▸ **Do this**
From the line containing "For each instance of the stone finial" down to the last line, set down each line exactly as it is, and nothing more. Leave the pictures out.

(Coordinate labeling data)
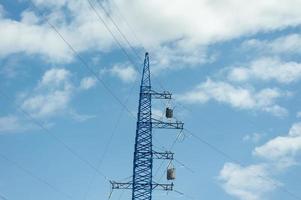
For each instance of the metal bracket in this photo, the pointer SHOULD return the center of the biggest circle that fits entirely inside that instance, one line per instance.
(163, 155)
(162, 95)
(167, 125)
(129, 185)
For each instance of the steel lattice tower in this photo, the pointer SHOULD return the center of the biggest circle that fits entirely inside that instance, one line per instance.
(142, 184)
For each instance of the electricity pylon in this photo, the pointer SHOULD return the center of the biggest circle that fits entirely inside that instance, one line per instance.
(142, 184)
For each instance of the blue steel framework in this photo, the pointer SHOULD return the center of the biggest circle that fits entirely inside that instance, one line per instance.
(142, 183)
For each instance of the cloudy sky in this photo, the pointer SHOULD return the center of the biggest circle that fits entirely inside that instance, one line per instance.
(70, 74)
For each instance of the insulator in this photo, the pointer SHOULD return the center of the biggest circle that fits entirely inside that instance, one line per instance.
(169, 113)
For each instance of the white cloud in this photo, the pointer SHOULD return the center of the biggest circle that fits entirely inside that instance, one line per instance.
(254, 137)
(288, 44)
(9, 124)
(267, 69)
(246, 183)
(125, 73)
(236, 96)
(87, 83)
(282, 149)
(51, 96)
(207, 22)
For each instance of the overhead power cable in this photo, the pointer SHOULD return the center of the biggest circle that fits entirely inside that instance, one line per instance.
(110, 140)
(118, 29)
(112, 34)
(3, 197)
(117, 99)
(57, 139)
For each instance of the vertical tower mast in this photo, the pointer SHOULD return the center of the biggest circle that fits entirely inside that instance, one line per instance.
(143, 157)
(142, 183)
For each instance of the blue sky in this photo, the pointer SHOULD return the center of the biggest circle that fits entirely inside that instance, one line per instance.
(234, 68)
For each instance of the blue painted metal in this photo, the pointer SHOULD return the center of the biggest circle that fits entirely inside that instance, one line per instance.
(142, 183)
(143, 156)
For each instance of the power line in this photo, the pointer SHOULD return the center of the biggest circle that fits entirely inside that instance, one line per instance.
(112, 34)
(39, 124)
(128, 25)
(31, 174)
(110, 139)
(3, 197)
(119, 30)
(115, 97)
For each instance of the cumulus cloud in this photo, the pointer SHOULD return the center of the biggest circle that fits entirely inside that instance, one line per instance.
(125, 73)
(247, 183)
(267, 69)
(10, 124)
(52, 94)
(207, 22)
(87, 83)
(282, 149)
(288, 44)
(236, 96)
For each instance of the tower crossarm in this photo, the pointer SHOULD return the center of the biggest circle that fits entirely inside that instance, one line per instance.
(166, 187)
(167, 125)
(163, 155)
(129, 185)
(160, 95)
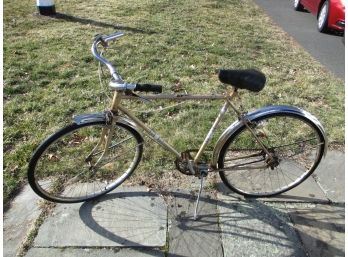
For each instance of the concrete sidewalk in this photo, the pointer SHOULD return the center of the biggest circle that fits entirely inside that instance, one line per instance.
(307, 221)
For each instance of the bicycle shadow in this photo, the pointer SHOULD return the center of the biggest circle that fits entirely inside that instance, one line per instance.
(245, 225)
(86, 21)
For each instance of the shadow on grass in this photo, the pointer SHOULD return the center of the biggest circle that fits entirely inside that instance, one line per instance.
(245, 225)
(86, 21)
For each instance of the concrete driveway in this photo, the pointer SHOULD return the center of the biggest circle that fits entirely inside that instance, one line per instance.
(328, 49)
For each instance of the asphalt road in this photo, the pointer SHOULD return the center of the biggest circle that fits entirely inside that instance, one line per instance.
(328, 49)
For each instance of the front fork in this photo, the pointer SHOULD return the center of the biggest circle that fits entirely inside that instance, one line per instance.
(107, 132)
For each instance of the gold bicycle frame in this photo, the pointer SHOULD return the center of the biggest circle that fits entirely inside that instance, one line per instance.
(228, 97)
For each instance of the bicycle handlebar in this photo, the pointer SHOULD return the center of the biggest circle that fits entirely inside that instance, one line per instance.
(117, 82)
(104, 39)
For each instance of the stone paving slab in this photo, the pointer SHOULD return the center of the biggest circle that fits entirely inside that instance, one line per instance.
(330, 176)
(321, 228)
(254, 228)
(308, 191)
(18, 220)
(128, 217)
(189, 237)
(54, 252)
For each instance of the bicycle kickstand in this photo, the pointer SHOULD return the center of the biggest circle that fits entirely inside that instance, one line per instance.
(203, 174)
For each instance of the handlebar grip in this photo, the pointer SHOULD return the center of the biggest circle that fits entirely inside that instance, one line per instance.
(148, 88)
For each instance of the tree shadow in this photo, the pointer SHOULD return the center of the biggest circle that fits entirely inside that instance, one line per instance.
(86, 21)
(249, 222)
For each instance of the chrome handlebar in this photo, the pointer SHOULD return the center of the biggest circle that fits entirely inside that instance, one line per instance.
(103, 40)
(117, 82)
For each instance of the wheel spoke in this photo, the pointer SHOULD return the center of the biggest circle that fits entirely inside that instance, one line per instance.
(63, 173)
(294, 144)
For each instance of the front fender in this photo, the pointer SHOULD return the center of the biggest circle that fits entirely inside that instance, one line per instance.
(259, 113)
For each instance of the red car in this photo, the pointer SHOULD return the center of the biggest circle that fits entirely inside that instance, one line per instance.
(330, 13)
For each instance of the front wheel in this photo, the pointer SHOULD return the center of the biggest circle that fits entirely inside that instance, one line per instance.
(70, 167)
(295, 144)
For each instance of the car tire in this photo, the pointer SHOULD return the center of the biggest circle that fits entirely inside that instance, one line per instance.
(323, 17)
(297, 5)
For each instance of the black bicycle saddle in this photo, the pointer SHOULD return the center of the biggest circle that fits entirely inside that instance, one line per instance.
(250, 79)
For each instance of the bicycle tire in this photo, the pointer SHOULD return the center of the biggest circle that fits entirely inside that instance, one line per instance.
(293, 139)
(60, 171)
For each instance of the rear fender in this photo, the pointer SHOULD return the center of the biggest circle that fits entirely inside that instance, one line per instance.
(259, 113)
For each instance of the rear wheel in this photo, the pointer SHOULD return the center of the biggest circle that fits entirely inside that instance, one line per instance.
(295, 143)
(66, 169)
(323, 17)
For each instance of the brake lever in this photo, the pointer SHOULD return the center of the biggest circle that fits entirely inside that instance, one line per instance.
(143, 99)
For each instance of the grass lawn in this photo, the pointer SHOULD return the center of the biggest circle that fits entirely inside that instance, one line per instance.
(50, 74)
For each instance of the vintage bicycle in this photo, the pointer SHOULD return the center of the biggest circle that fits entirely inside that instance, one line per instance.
(263, 153)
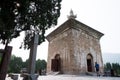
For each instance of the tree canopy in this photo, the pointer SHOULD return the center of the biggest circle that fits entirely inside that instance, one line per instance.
(31, 16)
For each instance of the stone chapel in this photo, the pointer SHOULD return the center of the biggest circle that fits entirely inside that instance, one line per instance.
(74, 48)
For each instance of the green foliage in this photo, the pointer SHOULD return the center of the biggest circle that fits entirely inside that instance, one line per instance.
(114, 66)
(16, 64)
(31, 16)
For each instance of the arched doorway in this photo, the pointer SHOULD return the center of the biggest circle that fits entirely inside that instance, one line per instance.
(56, 63)
(89, 63)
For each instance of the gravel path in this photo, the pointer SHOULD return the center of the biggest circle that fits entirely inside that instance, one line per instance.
(71, 77)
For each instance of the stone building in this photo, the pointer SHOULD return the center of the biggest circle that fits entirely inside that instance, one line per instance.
(74, 48)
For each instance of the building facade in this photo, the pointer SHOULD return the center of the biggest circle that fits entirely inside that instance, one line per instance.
(74, 48)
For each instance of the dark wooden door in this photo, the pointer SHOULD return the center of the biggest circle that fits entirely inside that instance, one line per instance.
(55, 66)
(89, 65)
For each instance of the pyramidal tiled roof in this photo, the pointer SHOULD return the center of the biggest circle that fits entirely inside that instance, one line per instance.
(72, 23)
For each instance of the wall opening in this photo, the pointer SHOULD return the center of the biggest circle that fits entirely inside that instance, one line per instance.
(56, 63)
(89, 63)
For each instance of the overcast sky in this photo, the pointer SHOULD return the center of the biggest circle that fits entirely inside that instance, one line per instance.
(102, 15)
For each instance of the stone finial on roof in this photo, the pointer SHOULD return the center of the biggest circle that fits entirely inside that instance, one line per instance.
(72, 16)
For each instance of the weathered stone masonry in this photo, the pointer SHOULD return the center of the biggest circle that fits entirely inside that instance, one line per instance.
(77, 46)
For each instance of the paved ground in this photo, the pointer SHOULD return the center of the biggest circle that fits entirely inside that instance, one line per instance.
(71, 77)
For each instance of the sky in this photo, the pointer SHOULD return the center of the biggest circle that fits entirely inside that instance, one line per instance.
(102, 15)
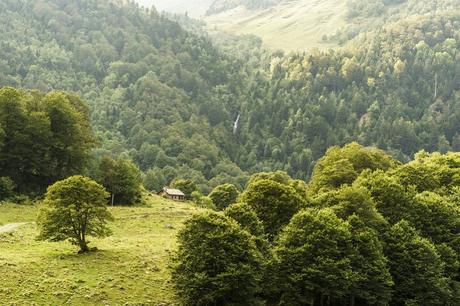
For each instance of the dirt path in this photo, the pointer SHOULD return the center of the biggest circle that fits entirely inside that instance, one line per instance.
(10, 227)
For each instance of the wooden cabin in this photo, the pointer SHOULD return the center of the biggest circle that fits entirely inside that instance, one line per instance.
(172, 194)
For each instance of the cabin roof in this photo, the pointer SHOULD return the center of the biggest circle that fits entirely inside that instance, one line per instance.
(175, 192)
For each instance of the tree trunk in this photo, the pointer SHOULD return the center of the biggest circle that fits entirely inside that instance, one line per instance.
(82, 241)
(435, 86)
(83, 247)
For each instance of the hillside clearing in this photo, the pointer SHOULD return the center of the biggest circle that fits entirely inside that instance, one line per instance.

▸ **Full response**
For each instance of the stone finial on roof in this photo, the pointer SHOULD return the center of the biggest circle that fits entirely inside that instance, one line per instance.
(72, 16)
For each instance of the weathered stone masonry in this photo, the pointer SHOULD return the center of the biggest circle that fits entirely inside that instance, one line per instance.
(77, 46)
For each instance of the paved ground in this photo, the pointer SHOULD return the center of the biggest circle that fits entirely inside that instance, one line per instance.
(71, 77)
For each instance of the sky in this photo, the pointer SHOULD return the center of the biggest circle that fits entirely inside that instance, one line per instance.
(102, 15)
For each instance of the dirt path in this photo, the pointer SHOULD return the center of the biggest circle that fits entirely inside that instance, one line per instance.
(10, 227)
For each instance of the wooden cabin in this photo, the pointer SHOULD return the center of the biggest circle that fits entirely inside that instance, one line per instance.
(172, 194)
For each instance of the cabin roof in this photo, the pointer SHOULD return the center of the biggest circle that fits entirely inside that instance, one line per instance.
(175, 192)
For each instance of the tree trunk in this photo, the pointer SHOULD return the center of the biggest circle that fits entirely inside that instance, one line per instance.
(82, 241)
(435, 86)
(83, 247)
For each instance of the hillside clearing in this photo, the pointer SHOULD return the center of the biggest circle that fits entirely inside that instance, one line per instance.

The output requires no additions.